# Given passage
# Machine learning interview questions

1. **You are building a binary classifier for an unbalanced dataset (where 1 class is much rarer than the other, say 1% and 99%, respectively). How do you handle this situation?**

Unbalanced classes can be dealt with in several ways.

1. Can we get more data? Is the event inherently rare?
2. Choose the appropriate performance metrics:
   * Don't use accuracy
   * Look at precision, recall, F1 score and the ROC curve
     
3. Apply resampling to the training data:
   * Oversampling the minority class via bootstrapping
   * Undersampling the majority class via bootstrapping
     
4) Generate synthetic examples for the training data
   * SMOTE - creates synthetic examples of the minority class (random variations of instance attributes based on neighbours)
     
5) Ensemble models
   * Apply boosting to reduce bias - higher weight is given to the minority class at each successive iteration
     
6) Design a custom cost function to penalise wrong classification of the rare class more than the majority class

2. **What are some differences you would expect in a model that minimises squared error versus a model that minimises absolute error? In which case would each error metric be appropriate?**

$$MAE = \frac{1}{N} \Sigma_i^N (y_i - y_{pred})$$
$$MSE = \frac{1}{N} \Sigma_i^N (y_i - y_{pred})^2$$
<center> Where, N is the number of training samples </center>


Key differences:
* MSE is more sensitive to outliers as errors are squared before being averaged.
* MSE is more efficient computationally as the gradient is easier to calculate during optimisation
* Calculating the gradient of MAE requires linear programming (less efficient)

Conclusion:
* Use MAE if the model needs to be robust to outliers and computational efficiency isn't an issue (e.g. small training set)

# Data for processing
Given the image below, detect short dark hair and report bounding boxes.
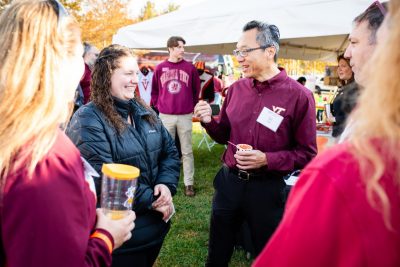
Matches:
[353,2,388,44]
[167,36,186,48]
[297,76,307,84]
[243,20,280,62]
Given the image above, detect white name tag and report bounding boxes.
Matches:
[257,107,283,132]
[81,157,100,197]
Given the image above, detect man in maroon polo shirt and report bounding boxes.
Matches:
[195,21,317,266]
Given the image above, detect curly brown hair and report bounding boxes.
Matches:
[90,45,156,133]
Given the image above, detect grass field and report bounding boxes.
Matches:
[155,123,251,267]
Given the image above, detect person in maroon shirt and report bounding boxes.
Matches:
[195,21,317,266]
[79,42,99,104]
[150,36,200,197]
[253,0,400,267]
[0,0,135,267]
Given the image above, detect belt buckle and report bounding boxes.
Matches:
[238,170,250,181]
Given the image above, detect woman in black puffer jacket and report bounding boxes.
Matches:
[67,45,180,266]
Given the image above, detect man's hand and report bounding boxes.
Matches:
[152,184,172,209]
[194,100,212,123]
[96,208,136,249]
[234,150,268,170]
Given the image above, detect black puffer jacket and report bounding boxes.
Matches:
[67,98,180,253]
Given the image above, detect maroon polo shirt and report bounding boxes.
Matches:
[0,131,112,267]
[203,69,317,173]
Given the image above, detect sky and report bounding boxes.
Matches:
[129,0,204,17]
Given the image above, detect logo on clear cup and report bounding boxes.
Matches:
[236,144,253,151]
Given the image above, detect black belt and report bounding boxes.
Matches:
[224,165,267,181]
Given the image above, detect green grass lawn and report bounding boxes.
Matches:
[155,123,251,267]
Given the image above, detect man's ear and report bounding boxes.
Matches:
[265,46,276,60]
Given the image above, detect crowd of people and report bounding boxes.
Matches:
[0,0,400,267]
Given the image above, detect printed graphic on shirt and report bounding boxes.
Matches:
[140,79,150,90]
[160,69,190,94]
[272,106,286,115]
[257,107,283,132]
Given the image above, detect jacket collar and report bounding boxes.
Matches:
[113,97,150,119]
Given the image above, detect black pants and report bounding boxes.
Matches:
[206,166,286,267]
[111,243,162,267]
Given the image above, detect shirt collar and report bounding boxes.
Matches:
[250,67,287,89]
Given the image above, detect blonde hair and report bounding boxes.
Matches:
[0,0,80,181]
[349,0,400,229]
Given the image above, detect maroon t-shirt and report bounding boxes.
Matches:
[151,60,200,115]
[204,69,317,172]
[0,131,111,267]
[253,144,400,267]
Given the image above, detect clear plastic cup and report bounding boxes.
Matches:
[101,163,140,220]
[236,144,253,151]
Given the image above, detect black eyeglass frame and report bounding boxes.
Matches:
[233,45,271,57]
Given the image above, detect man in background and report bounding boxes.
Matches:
[344,1,387,86]
[79,42,99,104]
[151,36,200,197]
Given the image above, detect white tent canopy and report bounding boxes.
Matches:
[113,0,372,61]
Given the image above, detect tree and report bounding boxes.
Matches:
[138,1,158,21]
[78,0,134,49]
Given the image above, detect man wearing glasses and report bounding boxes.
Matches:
[195,21,317,266]
[344,1,387,85]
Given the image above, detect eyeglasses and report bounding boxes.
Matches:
[364,1,387,16]
[48,0,69,23]
[233,45,270,57]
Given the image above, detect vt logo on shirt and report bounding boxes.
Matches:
[272,106,286,115]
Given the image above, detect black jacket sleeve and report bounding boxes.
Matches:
[156,124,180,195]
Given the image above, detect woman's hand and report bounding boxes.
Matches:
[152,184,172,209]
[96,208,136,249]
[154,202,174,221]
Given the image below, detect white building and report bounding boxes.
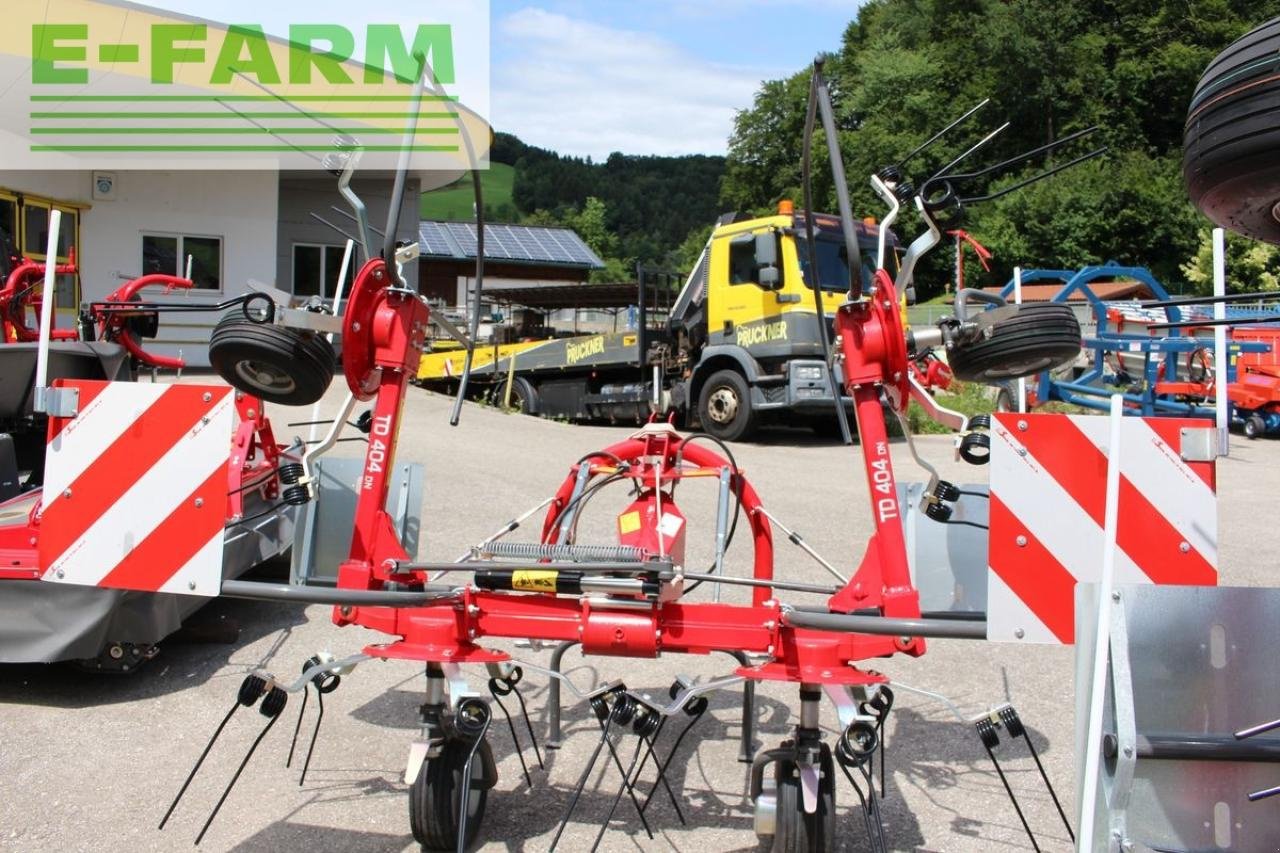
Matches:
[0,170,435,366]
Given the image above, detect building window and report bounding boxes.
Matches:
[14,192,81,310]
[142,234,223,291]
[293,243,356,300]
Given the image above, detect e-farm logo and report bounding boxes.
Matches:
[31,23,454,86]
[16,6,489,169]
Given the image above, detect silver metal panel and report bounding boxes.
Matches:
[1076,584,1280,850]
[897,483,991,611]
[289,456,422,585]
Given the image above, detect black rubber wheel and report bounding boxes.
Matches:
[408,740,493,850]
[698,370,755,442]
[771,762,836,853]
[947,302,1080,384]
[209,310,335,406]
[996,388,1018,411]
[495,377,539,415]
[1183,18,1280,243]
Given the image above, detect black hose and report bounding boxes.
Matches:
[783,611,987,640]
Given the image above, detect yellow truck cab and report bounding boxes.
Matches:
[419,202,896,441]
[669,202,897,439]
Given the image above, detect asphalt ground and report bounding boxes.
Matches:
[0,383,1280,853]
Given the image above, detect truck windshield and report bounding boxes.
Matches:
[796,234,876,293]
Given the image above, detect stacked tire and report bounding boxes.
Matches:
[1183,18,1280,243]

# Exercise tasks
A. Put the lines of the entries between the line holding "Given the image above, detect blonde" and the line holding "[233,45,271,57]", inclusive, into a JSON list of strings, one string per line, leaving out blank lines.
B. Continue the machine learning interview questions from where they stop.

# Exercise answers
A.
[
  "Given the image above, detect blonde hair and report bounding boxes.",
  "Matches:",
  "[0,0,80,181]",
  "[349,0,400,229]",
  "Given the image above, detect maroon t-shirt and report bounding boxes.",
  "Matches:",
  "[151,60,200,115]",
  "[204,69,317,172]",
  "[0,131,111,267]",
  "[253,144,400,267]",
  "Given the image above, detect clear plastic cup and report bounding boxes.",
  "Matches:",
  "[101,163,140,220]",
  "[236,144,253,151]",
  "Given the image above, detect black eyeglass frame and report bounding boxes.",
  "Matches:",
  "[233,45,271,57]"
]

B.
* Use MSE if the model doesn't need to be robust to outliers and computation time is an issue

3. **When performing K-means clustering, how do you choose K?**

There is no perfect method for picking k (otherwise it would be a supervised problem).
1. *Business intuition*
* Do you expect a certain number of clusters?
* Visualise features within expected groups, do they behave similarly?
<br>
<br>
2. *Elbow method*
* A few clusters should explain a lot of the variation in data 
* Plot the Within-Cluster-Sum of Squared Errors (WSS) for different values of k - at what point are there diminishing returns?
* Calculation for each k:
  * Fit k-mean clustering model
  * Calculate the Squared Error for each point from the centroid of its cluster
  * Sum the squared error across all points giving WSS
  * Plot WSS versus k and choose k for which WSS becomes first starts to diminish
<br>
<br>
3. *Silhouette method*
$$ Silhouette score = \frac{(x-y)}{max(x,y)}$$
<center> Where, x = mean distance to points of the nearest cluster & y = mean distance to points in the same cluster. Euclidian distance usually used. </center>
* A silhouette score measures how similar a point is to its own cluster (cohesion) compared to other clusters (seperation)
* The score ranges from -1 to + 1. A high value indicates a point is placed in the correct cluster
* Calculation for each k:
    * Calculate a silhouette for each point
    * Plot a clustered bar chart showing scores for each point in their respective cluster

4. **How can you make you models more robust to outliers?**

The first step is to try and understand why outliers occurred. Different steps can then be followed.
1. *Trimming*
* If the points are truly anomalous, and not worth incorporating, they can be removed.
* Risk losing information.
<br>
2. *Winsorization*
* Cap the data at a threshold
* A 90% winorization:
    * Cap the bottom 5% of values at the 5th percentile
    * Cap the top 5% of values at the 95th percentile
<br>
3. *Change the cost function*
* The mean absolute error cost function is more robust to outliers than the mean squared error cost function (see above)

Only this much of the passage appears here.